__Aim of the task__
Pick up the review of the film Departures after its final sentence and continue writing it.

By Fergus Henderson. “Calvin Lewis, you have a lot of living to do.” It’s true. Calvin (Asa Butterfield) is a terminal hypochondriac college drop-out who works with his dad lugging bags onto airplanes. He keeps a ‘symptom journal’ of his every imagined malady and wastes his family’s dwindling money on taking as many tests as possible to find diseases he doesn’t have. His primary focus is on how likely he is to die, and how soon that might be. It will take meeting Skye (Maisie Williams) at a cancer support group, something his doctor hopes will give him perspective, for him to realise the value of living.
Skye, who does actually have cancer, latches onto Calvin immediately. It’s all down in her ‘to-die list’: one item compels her to help a loser like Calvin out. Luckily, mercifully, the film does not work to make these two late-teen weirdos a couple. It instead makes good on the promise signalled by Skye’s manic pixie outfit and sets about using Skye’s character to unburden Calvin of his chronic awkwardness.
Or so it would initially seem. For its first half Departures breezes along in a series of happy montages in which Skye ticks off some of the quirkier items on her list (acting Hamlet in the park, shoplifting, spraypainting) whilst setting an energetic example for Calvin, rebuilding his confidence so that he can ask out his crush, colleague Izzy (Nina Dobrev).
If this all sounds a little by-the-books, it is. Calvin, as portrayed by Asa, is a sweet and awkward kid, but the film makes its female characters talk to him in that witty way that certain Juno-indebted films seem to imagine women talk to shy boys, no matter how damp and dull a squib they may be. You begin to worry that the film is simply going to use Skye’s character, played with exceptional vigour and warmth by Williams, in this way for the whole film.

__Extracted entries__
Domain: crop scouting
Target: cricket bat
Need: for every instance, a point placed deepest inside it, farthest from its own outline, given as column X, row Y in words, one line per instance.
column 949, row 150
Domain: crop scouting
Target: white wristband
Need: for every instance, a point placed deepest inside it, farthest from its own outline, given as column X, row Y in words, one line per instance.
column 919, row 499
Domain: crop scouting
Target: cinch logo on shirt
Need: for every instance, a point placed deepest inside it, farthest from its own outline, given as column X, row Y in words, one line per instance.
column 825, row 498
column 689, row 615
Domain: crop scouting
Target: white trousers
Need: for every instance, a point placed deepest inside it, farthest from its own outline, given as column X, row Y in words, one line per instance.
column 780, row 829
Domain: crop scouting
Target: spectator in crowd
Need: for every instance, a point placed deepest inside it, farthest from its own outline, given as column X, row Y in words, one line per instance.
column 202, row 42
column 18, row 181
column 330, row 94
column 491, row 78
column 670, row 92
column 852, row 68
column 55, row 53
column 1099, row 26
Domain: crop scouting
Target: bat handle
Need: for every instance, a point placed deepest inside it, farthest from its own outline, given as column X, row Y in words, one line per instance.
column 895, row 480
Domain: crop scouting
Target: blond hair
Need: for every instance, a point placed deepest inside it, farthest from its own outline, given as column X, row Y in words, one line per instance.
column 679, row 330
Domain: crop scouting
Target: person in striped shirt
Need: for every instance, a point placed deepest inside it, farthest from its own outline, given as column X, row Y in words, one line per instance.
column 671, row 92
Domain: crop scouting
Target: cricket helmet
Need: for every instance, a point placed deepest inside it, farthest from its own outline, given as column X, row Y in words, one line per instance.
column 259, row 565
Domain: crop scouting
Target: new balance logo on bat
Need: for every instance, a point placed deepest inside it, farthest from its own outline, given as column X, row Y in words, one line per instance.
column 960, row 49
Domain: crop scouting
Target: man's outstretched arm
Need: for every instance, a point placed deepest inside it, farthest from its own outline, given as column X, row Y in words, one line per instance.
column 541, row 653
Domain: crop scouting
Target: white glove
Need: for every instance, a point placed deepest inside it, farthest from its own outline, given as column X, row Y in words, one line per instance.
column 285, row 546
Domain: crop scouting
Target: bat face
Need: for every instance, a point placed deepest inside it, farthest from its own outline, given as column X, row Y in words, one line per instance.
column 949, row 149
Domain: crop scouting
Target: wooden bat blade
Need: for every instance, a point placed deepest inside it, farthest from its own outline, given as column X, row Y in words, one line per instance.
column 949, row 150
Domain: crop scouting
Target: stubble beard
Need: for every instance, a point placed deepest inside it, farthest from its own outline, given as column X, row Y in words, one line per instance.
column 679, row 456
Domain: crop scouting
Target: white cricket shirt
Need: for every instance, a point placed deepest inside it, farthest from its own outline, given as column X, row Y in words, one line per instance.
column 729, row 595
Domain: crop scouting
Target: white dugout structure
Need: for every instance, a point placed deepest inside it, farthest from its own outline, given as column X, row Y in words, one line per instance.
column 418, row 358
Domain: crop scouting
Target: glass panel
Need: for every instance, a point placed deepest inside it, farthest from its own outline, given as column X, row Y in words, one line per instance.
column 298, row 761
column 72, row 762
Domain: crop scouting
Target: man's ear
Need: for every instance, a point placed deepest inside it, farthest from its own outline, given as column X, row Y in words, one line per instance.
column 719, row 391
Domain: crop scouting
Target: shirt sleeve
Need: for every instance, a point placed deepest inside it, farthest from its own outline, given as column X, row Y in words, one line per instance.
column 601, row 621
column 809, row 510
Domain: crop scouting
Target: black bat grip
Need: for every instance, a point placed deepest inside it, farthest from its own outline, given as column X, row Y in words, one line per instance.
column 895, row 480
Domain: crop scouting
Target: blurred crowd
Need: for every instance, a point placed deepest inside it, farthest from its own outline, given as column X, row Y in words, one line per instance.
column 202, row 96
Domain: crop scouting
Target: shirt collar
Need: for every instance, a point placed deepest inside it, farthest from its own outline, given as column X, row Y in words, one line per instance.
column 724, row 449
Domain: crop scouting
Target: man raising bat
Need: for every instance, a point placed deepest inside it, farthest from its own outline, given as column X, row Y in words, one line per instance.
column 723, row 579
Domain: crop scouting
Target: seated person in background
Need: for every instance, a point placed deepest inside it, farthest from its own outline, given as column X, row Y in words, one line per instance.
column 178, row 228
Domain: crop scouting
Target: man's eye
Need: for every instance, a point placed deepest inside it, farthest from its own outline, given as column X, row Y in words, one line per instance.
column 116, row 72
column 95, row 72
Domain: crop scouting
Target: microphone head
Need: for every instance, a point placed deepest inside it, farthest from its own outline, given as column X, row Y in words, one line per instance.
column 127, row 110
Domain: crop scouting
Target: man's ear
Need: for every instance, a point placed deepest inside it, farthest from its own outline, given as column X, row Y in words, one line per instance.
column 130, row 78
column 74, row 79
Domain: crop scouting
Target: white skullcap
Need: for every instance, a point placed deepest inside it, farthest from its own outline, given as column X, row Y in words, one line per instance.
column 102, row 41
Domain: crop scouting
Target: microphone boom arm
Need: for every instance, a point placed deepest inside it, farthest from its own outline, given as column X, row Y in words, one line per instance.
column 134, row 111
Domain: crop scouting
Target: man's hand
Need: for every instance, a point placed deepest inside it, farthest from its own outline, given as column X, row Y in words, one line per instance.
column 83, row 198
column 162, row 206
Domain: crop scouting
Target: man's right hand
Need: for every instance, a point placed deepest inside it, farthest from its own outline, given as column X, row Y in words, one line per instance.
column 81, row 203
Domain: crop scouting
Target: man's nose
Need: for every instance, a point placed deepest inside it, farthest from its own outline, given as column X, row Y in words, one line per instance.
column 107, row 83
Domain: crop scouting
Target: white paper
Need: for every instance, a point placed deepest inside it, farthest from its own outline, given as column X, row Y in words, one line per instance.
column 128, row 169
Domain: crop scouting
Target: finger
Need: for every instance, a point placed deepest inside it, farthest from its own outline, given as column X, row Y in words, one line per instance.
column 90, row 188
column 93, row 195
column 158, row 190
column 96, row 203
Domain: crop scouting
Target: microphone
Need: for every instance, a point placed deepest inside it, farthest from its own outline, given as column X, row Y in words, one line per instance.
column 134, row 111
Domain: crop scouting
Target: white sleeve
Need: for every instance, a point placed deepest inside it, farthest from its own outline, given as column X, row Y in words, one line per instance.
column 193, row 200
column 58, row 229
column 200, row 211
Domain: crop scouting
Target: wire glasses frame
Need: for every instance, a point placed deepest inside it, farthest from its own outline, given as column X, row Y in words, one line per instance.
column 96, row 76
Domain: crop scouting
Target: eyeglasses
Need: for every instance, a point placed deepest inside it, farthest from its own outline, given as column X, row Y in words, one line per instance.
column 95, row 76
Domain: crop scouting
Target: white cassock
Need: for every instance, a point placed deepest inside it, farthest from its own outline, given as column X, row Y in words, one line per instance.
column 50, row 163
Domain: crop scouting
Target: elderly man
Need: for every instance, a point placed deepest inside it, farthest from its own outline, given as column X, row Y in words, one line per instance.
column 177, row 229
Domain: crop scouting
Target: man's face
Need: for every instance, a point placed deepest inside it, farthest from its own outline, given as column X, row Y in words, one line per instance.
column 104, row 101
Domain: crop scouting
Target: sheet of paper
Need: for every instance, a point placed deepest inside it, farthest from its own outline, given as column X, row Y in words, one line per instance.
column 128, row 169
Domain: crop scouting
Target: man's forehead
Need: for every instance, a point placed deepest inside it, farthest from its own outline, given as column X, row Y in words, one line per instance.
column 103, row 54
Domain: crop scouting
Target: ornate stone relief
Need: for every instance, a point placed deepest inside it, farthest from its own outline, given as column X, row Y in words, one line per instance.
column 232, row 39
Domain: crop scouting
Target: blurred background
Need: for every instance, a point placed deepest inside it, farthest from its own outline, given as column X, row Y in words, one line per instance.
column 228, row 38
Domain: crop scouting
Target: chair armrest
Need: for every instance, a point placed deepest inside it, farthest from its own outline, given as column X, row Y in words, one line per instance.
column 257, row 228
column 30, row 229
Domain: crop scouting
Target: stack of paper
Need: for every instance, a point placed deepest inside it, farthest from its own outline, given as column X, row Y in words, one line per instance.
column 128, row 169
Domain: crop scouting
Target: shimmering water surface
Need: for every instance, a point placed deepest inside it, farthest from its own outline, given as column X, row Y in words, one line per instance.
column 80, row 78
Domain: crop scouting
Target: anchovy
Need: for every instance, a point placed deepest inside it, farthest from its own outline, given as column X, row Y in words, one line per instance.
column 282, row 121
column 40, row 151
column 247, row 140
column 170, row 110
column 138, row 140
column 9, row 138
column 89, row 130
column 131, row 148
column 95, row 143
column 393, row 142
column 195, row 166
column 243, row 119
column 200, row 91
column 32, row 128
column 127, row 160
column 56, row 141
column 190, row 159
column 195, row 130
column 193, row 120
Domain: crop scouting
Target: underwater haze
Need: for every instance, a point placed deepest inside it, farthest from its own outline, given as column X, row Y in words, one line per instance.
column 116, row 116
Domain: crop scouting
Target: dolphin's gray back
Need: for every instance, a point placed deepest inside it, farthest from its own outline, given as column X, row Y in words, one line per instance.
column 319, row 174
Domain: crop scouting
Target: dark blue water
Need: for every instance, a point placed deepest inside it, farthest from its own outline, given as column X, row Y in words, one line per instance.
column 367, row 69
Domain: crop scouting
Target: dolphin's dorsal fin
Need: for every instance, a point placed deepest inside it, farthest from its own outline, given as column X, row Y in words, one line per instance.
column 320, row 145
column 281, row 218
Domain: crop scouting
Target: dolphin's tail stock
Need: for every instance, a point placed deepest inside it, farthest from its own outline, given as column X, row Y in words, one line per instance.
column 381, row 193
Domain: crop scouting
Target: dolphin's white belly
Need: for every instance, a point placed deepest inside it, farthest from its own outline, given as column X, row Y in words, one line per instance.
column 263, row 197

__Answer section__
After a little too long in this manner, all emotionally suggestive folk-lite music and even lighter humour, the film does find its feet and refocuses itself on the severity of Skye’s condition, the narrative taking a step back and foregrounding her over Calvin. Characters become more fully fleshed out. The balance of humour and drama is finessed. It begins to make more sense, and becomes a much better film.
Any conflicts prior to this (Skye’s emotionally distant best friend, Calvin becoming stuck in a lie about his fake cancer with Izzy) feel undercooked. They give the impression of being script contrivances needed to push the story to its eventual tipping point that might have looked good on page but are overshadowed by the heaviness of the film’s premise. You’re basically waiting for the film to feel as if it has truly started.
When it does, everything falls into place. Calvin’s troubled past and his family history are explored. The profound journey that Skye is going on is given proper attention (as are Maisie Williams’ acting chops). Ken Jeong, always a welcome and effortlessly funny presence, makes a few brief cameos as a cop, Officer Al, with an intense emotional investment in Calvin and Skye. I was shocked to find myself genuinely moved by the film’s end, even despite the fundamentally schlocky approach the film takes throughout.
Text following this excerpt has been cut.